- _PROBLEM TO SOLVE_
Using the passage on measuring session implementation, explain why the researchers focus on the average ratings of all the facilitators in a group instead of the impact of individual facilitators.

Home visits—as facilitators offered participants home visits after missed sessions, we also examined the effect of the total number of home visits delivered by facilitators to each household after missed sessions.

Overall dosage—we used the total sum of group sessions and home visits the family received to examine an overall dose-response effect. For simplicity, we treat group sessions at community venues and individual home sessions as equivalent. However, it is likely that the home sessions were not equivalent to the group sessions as the intervention relies on group interactions. In addition, the home sessions only lasted about 20 min each, about 5 times shorter than an average group session.

Family engagement —average of adolescent and caregiver engagement scores from all the sessions they attended. To measure the level of engagement in sessions, we used a behaviorally-anchored 3-point scale (1—Adolescent or caregiver was quiet or distracted most of the time; 2—Adolescent or caregiver participated in parts of the session; 3—Adolescent or caregiver participated through most of the session).

Facilitator fidelity—average rating of the facilitators in a cluster in sessions 1–14 (see Table 2). Slightly different items were used at the first and last sessions due to a different session structure. Cronbach alpha for the final scale was 0.92 (6 items). These items were developed based on the program manual and in consultation with the program developers. The observation tools assessed fidelity by measuring how well, according to RA observation, the facilitators implemented the core activities in a session, such as introducing, reinforcing and summarizing core lessons, and performing and discussing role plays. Moreover, we assessed facilitator skill by measuring the extent to which facilitators encouraged an open and supportive discussion.

Table 2 Items used to assess session implementation

While in seven of the 20 intervention groups the original pair of facilitators delivered the entire program, in others, the same pair of facilitators did not always facilitate in the same groups. Given this variation, we focus on the average ratings of all the facilitators in a group, rather than looking at the impact of individual facilitators. To create the final scale measuring facilitator performance, we used exploratory factor analysis, which suggested a one-factor solution (Kjøbli et al. 2012). The item on whether the facilitator was judgemental did not correlate well with the other items, perhaps because facilitators showing critical judgements of participant behaviors were quite rare; hence, this item was not included in the final scale. As the final scale primarily measured the completion of intervention activities, we treat it as a measure of fidelity. The approach to measuring fidelity was focused on the function of intervention activities (Hawe et al. 2004). In other words, the data collection emphasized assessing whether the purpose of the session activities was achieved rather than whether the activities were simply completed or not.

Research assistant training

Fifteen RAs were involved in the implementation data collection after a five-day training in observational research and data collection forms. Furthermore, daily supervisions were conducted to ensure consistency in completing the forms. All RAs were from the local area and most of them had completed at least secondary education.

Data Analyses

For the double-coded sessions, we examined inter-rater reliability of the observational measures. The intra-class correlation coefficients for fidelity items ranged between 0.7–0.9, and for participant engagement, 0.8–0.9. As high inter-rater reliability was achieved on these measures, we used averages of two observations for analyses.

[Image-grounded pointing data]
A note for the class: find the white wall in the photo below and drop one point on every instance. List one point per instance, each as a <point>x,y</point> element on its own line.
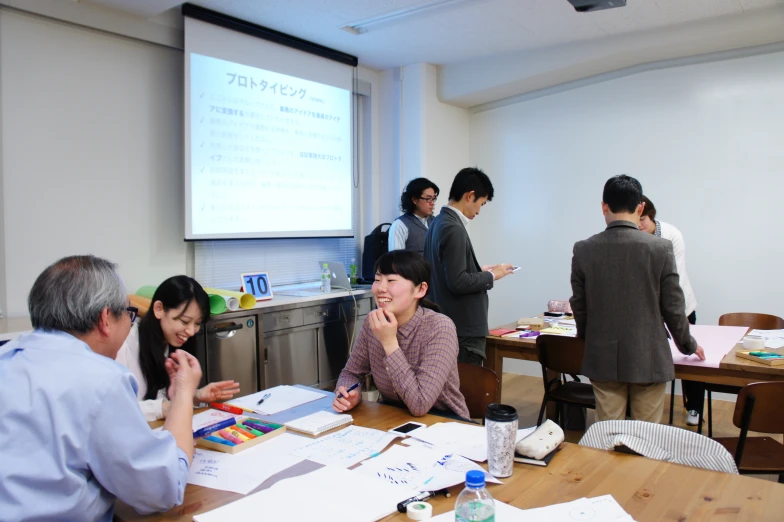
<point>704,140</point>
<point>92,152</point>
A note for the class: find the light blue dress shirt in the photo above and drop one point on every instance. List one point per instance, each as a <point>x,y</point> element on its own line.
<point>72,437</point>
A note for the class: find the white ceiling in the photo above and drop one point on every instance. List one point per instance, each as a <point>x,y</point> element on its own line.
<point>464,31</point>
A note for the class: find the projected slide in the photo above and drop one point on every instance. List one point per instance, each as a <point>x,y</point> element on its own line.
<point>270,154</point>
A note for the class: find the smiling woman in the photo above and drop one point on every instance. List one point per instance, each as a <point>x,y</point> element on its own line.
<point>409,348</point>
<point>179,307</point>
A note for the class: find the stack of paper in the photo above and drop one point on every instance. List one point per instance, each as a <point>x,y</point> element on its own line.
<point>244,472</point>
<point>419,468</point>
<point>463,439</point>
<point>278,399</point>
<point>773,338</point>
<point>329,494</point>
<point>598,509</point>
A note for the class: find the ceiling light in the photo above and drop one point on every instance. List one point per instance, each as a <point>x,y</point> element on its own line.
<point>361,26</point>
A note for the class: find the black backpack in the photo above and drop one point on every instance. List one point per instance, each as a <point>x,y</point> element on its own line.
<point>376,245</point>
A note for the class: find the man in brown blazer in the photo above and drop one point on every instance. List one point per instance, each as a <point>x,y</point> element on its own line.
<point>623,284</point>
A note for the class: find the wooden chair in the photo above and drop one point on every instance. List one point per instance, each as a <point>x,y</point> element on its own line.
<point>563,355</point>
<point>753,321</point>
<point>480,386</point>
<point>758,409</point>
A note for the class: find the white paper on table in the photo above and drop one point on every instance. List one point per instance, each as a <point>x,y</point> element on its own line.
<point>332,494</point>
<point>464,439</point>
<point>245,471</point>
<point>773,338</point>
<point>346,447</point>
<point>281,398</point>
<point>523,433</point>
<point>420,469</point>
<point>716,341</point>
<point>598,509</point>
<point>410,441</point>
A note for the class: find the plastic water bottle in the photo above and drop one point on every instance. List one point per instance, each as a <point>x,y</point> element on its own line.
<point>474,503</point>
<point>352,270</point>
<point>326,279</point>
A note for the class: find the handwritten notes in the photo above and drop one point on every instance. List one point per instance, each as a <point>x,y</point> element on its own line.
<point>346,447</point>
<point>419,468</point>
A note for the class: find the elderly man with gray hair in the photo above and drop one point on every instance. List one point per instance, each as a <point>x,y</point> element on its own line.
<point>72,436</point>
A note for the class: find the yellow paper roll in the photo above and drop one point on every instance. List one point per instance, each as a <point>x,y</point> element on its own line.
<point>247,301</point>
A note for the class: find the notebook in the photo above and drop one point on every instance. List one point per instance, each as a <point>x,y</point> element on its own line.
<point>319,422</point>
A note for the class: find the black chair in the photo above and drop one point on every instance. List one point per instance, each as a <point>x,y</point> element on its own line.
<point>480,386</point>
<point>758,409</point>
<point>563,355</point>
<point>750,320</point>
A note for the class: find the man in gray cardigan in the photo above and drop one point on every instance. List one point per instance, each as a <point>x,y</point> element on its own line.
<point>459,284</point>
<point>623,284</point>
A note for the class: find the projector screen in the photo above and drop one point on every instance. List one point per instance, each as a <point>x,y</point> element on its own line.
<point>268,139</point>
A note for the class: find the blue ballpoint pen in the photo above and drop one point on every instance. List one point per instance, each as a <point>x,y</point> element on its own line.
<point>352,387</point>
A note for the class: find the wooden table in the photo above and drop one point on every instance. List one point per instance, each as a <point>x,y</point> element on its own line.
<point>647,489</point>
<point>732,370</point>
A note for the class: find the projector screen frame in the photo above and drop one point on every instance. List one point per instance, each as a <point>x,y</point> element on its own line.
<point>259,31</point>
<point>250,29</point>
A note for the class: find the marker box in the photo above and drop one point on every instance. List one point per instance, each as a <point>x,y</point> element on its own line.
<point>272,432</point>
<point>771,358</point>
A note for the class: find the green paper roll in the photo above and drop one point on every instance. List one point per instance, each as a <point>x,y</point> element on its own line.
<point>147,291</point>
<point>217,304</point>
<point>247,301</point>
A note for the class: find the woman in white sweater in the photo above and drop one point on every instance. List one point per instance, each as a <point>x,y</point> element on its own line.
<point>693,391</point>
<point>179,307</point>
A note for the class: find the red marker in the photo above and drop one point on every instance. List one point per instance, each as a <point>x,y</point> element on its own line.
<point>226,407</point>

- _SOLUTION_
The original pair of facilitators delivered the entire program in only seven of the 20 intervention groups. In the other groups, the same pair did not always facilitate. Because of this variation, the researchers use the average ratings of all the facilitators in a group.